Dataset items

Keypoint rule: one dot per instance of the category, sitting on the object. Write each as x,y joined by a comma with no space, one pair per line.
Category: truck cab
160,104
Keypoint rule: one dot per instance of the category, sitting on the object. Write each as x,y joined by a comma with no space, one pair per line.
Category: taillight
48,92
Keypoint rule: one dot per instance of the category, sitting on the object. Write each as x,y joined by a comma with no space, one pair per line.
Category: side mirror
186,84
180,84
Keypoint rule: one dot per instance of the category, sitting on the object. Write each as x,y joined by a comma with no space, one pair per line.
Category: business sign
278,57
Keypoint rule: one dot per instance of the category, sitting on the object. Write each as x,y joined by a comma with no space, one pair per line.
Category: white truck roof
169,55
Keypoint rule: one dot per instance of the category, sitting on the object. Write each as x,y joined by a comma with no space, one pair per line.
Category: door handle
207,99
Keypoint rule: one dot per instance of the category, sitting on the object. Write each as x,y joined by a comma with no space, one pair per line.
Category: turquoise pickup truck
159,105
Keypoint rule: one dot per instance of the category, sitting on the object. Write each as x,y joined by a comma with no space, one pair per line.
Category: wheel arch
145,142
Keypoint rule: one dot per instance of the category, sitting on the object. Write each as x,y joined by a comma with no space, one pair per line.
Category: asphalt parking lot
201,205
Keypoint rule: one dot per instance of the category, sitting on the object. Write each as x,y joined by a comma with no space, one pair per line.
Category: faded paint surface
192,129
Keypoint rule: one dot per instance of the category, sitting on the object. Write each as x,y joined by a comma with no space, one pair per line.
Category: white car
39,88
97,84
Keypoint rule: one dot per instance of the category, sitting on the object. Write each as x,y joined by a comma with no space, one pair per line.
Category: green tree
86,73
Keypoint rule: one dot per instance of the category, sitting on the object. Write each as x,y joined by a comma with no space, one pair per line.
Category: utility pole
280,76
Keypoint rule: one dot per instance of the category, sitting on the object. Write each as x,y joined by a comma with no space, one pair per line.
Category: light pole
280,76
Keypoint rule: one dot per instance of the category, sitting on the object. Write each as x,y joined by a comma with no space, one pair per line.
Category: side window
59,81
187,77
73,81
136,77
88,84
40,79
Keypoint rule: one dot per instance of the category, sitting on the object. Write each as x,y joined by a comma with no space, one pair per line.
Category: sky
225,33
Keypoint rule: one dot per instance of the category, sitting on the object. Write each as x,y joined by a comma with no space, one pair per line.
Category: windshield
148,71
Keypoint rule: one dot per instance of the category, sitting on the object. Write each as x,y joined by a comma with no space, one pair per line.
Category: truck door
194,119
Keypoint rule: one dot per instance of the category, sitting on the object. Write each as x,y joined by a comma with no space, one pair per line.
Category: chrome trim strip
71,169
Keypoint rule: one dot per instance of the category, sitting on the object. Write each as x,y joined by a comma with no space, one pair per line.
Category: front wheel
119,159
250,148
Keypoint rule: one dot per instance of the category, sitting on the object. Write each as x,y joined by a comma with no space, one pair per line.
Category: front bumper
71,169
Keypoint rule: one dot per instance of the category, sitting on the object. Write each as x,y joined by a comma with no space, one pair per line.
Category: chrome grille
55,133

(Requirement) Send back, unchanged, every line of the records from the one with "Category: truck door" through the last.

(Answer to this exercise)
Category: truck door
194,119
Keypoint rule: one dot per instance of the category, sitting on the object. Write each as x,y joined by a comma with no space, one pair per line.
Category: chrome trim strip
71,169
Keypoint rule: one dot per instance of the category, sitting on the object. Write each as x,y joined by a comma with no space, one pair per line.
Category: front wheel
119,159
250,148
Keypoint rule: one dot per instance of the category, sitting on the object. Write each as x,y joined by a comma with no space, one pair per line.
Category: front bumper
71,169
Keypoint rule: one dot per instance of the category, sitting on the object. Write each as x,y joined by a comma with no space, one pair per line.
Category: chrome grille
55,133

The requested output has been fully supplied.